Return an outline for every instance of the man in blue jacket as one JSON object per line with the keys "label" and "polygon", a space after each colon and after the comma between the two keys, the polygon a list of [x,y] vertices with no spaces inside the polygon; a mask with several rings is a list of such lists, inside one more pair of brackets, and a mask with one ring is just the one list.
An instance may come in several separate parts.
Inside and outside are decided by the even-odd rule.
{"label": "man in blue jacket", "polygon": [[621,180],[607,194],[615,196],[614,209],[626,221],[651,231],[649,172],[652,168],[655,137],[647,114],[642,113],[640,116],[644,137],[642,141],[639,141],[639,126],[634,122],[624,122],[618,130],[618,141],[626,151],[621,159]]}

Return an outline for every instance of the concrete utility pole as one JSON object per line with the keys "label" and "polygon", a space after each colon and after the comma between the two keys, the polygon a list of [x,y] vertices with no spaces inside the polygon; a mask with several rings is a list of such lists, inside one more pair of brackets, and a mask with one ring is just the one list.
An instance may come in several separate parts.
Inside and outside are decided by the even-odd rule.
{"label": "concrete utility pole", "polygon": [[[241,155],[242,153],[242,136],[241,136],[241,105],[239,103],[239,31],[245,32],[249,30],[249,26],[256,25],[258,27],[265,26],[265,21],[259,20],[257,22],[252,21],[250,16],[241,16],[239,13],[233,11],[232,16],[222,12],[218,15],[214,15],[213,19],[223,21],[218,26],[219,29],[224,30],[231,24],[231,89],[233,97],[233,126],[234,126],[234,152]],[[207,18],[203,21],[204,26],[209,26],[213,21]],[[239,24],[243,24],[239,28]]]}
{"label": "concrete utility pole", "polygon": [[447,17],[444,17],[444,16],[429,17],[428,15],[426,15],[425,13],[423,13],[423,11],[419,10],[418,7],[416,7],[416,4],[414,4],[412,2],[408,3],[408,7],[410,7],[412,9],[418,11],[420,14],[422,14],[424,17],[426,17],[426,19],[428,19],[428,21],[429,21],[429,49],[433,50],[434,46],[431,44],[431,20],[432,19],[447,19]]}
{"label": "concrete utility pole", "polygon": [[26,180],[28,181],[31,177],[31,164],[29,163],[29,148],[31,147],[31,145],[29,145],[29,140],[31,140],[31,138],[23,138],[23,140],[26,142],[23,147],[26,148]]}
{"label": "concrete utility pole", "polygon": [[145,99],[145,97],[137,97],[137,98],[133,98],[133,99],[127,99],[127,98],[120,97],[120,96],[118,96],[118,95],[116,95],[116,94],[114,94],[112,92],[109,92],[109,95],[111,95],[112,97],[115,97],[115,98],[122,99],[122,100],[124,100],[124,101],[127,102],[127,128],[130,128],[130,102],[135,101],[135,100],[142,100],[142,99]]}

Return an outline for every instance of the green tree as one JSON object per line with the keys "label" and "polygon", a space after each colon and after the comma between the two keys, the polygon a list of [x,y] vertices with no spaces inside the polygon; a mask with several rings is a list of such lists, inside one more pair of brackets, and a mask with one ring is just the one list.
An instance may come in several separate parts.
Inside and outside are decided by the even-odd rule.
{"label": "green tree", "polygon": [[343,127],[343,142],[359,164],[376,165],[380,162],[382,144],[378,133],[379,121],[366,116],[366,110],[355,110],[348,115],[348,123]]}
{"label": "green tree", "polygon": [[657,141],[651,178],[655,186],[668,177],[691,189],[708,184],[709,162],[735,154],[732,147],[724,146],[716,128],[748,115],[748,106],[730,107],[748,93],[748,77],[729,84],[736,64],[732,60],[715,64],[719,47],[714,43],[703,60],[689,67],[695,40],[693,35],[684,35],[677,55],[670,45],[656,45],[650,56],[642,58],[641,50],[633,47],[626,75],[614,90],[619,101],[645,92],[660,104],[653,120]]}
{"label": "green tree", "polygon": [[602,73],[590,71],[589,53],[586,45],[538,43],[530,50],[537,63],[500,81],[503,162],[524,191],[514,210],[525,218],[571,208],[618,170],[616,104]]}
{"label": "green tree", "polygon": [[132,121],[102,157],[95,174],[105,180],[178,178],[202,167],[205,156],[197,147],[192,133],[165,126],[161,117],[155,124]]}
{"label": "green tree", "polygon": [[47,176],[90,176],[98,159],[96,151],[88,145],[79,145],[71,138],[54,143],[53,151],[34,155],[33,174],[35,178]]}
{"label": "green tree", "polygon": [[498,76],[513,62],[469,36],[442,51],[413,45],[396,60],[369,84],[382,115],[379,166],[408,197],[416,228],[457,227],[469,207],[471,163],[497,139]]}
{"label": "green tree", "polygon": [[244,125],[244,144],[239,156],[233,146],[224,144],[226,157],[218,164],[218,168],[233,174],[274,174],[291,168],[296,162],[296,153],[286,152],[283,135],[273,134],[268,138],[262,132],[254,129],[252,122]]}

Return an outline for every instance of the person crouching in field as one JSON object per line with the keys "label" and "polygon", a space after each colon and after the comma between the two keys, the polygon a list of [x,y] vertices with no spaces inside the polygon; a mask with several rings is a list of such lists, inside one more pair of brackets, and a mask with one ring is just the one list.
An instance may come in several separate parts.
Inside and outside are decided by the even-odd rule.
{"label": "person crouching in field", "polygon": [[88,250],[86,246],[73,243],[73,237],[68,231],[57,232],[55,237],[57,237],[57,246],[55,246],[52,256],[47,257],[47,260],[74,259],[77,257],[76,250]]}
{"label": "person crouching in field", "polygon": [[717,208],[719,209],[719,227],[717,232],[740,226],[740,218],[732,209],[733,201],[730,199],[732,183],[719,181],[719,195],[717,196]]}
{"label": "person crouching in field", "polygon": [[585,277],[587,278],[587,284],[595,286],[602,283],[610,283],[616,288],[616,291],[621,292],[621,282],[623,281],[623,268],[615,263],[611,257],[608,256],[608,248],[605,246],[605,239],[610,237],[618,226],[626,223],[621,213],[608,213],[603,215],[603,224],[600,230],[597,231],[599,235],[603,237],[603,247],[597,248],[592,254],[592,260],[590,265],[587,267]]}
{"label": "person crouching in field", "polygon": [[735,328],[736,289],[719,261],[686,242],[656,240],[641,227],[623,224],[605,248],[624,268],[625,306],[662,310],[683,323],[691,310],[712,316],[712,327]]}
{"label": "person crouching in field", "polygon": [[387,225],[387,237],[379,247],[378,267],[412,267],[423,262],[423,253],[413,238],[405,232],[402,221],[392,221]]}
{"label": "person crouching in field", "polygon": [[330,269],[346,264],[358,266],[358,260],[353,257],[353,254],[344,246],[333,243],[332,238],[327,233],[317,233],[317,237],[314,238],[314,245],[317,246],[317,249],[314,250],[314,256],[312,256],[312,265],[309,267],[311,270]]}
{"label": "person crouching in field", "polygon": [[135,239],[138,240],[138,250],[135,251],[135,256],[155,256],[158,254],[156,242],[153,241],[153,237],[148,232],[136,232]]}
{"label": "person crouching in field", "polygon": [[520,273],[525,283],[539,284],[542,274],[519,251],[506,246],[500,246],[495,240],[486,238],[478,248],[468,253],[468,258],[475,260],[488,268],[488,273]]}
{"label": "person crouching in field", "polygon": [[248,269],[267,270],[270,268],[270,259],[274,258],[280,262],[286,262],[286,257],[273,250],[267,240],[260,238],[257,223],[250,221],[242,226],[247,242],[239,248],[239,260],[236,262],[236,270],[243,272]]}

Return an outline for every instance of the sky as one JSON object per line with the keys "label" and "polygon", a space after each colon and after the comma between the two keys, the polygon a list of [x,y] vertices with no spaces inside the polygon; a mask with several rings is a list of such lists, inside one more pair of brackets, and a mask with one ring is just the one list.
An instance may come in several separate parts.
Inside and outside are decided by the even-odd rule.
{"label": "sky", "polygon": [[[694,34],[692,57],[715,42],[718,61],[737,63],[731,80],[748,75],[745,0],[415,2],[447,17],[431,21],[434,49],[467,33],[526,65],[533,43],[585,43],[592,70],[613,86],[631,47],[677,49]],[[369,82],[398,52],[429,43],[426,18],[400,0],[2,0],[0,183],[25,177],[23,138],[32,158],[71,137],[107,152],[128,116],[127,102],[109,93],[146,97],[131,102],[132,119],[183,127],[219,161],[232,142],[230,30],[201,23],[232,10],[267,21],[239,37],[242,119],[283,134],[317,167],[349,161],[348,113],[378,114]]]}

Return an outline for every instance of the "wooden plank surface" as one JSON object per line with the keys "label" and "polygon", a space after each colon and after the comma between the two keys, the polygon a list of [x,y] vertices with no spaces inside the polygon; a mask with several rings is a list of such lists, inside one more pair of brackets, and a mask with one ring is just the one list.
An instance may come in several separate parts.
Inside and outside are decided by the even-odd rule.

------------

# Exercise objective
Copy out every line above verbatim, starting at the line containing "Return an outline for every instance of the sky" and running to the end of the items, with both ends included.

# Solution for this exercise
Return an outline for every instance of the sky as one JSON object per line with the keys "label" and "polygon", a space after each colon and after the comma between the two keys, the polygon a list of [x,y] vertices with no spaces inside the polygon; a mask with several rings is a list of such lists, inside one more pair of brackets, and a mask with one ring is just the one list.
An instance may come in several separate parts.
Inside and outside are decided by the even-odd rule.
{"label": "sky", "polygon": [[[694,34],[692,57],[715,42],[718,61],[737,63],[731,80],[748,75],[745,0],[415,2],[447,17],[431,21],[434,49],[467,33],[526,65],[533,43],[585,43],[592,70],[613,86],[631,47],[677,49]],[[369,82],[398,52],[429,43],[426,18],[400,0],[2,0],[0,183],[25,177],[23,138],[32,158],[71,137],[107,152],[128,116],[127,102],[109,93],[146,97],[131,102],[132,119],[183,127],[219,161],[232,142],[230,30],[201,23],[232,10],[267,21],[239,37],[242,119],[283,134],[317,167],[349,161],[348,113],[378,114]]]}

Return an outline for every instance of the "wooden plank surface" as one JSON object per line with the keys "label" and "polygon", a space after each colon and after the comma between the two keys, the polygon a list of [x,y] vertices with no spaces inside the polygon; a mask with several rings is a list of such lists, inside one more pair of brackets, and a mask with one ring is just the one list.
An instance may come in several separate parts.
Inside and outside are decided by the even-odd rule.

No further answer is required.